• Challenges
[1] Update the stretch of the virtual reality holidays article from "How much research" through "virtual reality previews.", replacing "Mauritius" with "the Maldives".
[2] Carry the virtual reality holidays article forward from the point where it stops.

+++ Text +++

How virtual reality is changing the way we book holidays

Whether it’s a sneak preview of a big-spend resort or an armchair-travel glimpse into the wilds of Japan or Lapland, we’re increasingly able to access a destination from the comfort of our homes. Lucy Thackray looks at the ways VR is changing how we book holidays

Thursday 10 March 2022 12:47 GMT
We could increasingly be ‘stepping into’ destinations without ever leaving the country
We could increasingly be ‘stepping into’ destinations without ever leaving the country (Getty Images/iStockphoto)

In The Independent’s new travel trends column, Trendwatch, we dig into the types of trip, modes of transport and top buzzwords to watch out for.

How much research do you do around your destination and hotel before booking a trip? In the run-up to a recent holiday to Mauritius, I fear I lapsed into stalker territory – trawling the internet for any photo a passer-by may have taken of my prospective chunk of beach, hotel grounds and surrounding coastal area. I clicked compulsively through Tripadvisor’s “traveller” images – the real ones, with room service trays and dirty towels left out – through’s “mystery shopper” images; through row upon row of sparkling #filtered Instagram images posted just that day.

It made me wonder if – having not travelled far, or freely, for some time – we are more obsessed than ever with what our holiday is going to look like.

Enter our latest travel trend, which promises to let you look left, right, up and down in your chosen holiday destination before even pressing “book”: virtual reality previews.

+++ Recorded data +++

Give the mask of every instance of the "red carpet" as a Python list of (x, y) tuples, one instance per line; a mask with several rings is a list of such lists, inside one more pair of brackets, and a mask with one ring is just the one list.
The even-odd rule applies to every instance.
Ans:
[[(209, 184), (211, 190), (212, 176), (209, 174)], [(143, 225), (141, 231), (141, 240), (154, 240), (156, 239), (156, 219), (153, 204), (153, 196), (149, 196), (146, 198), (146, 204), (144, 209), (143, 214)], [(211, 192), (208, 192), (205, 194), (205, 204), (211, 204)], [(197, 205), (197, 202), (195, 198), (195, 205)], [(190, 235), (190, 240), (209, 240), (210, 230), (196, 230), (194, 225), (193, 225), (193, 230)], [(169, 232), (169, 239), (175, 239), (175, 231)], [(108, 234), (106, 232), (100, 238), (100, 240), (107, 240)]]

+++

• Answers for the exercise
[1]
How much research do you do around your destination and hotel before booking a trip? In the run-up to a recent holiday to the Maldives, I fear I lapsed into stalker territory – trawling the internet for any photo a passer-by may have taken of my prospective chunk of beach, hotel grounds and surrounding coastal area. I clicked compulsively through Tripadvisor’s “traveller” images – the real ones, with room service trays and dirty towels left out – through’s “mystery shopper” images; through row upon row of sparkling #filtered Instagram images posted just that day.

It made me wonder if – having not travelled far, or freely, for some time – we are more obsessed than ever with what our holiday is going to look like.

Enter our latest travel trend, which promises to let you look left, right, up and down in your chosen holiday destination before even pressing “book”: virtual reality previews.

[2]
These got a fair bit of attention during 2020. As many struggled to travel, entrepreneurial tour guides and destinations set about trying to conduct “virtual tours” – often video show-arounds of everything from cities to iconic museums. No one was suggesting that we’d rather sit through a three-minute video of the pyramids than see the real thing; more that, in times of inaccessibility, technology can provide a marvellous shortcut.

Now, “going there without going there” is a rising trend, with whole content companies springing up around virtual reality. One such is Gecko Digital, which captures gyroscopic 360-degree imagery of a destination or resort, for use by tourist boards or in hotel marketing. Its founder, James South, compares the shift to VR to something as seismic as the move from black-and-white TV to colour, or journalists’ migration from static image to video.

Virtual reality puts you in the driving seat. It’s the exact window into what you’re booking

James South, Gecko Digital

“We want to change the way people see the world forever,” he says, only sounding a tiny bit Bond villain. Currently specialising in capturing the Indian Ocean and southeast Asia, Gecko Digital is aiming to be the biggest global provider of this type of content. The 360-degree digital experience is “becoming the new medium, alongside photography and videography, to enable people to view destinations and hotels”, he says.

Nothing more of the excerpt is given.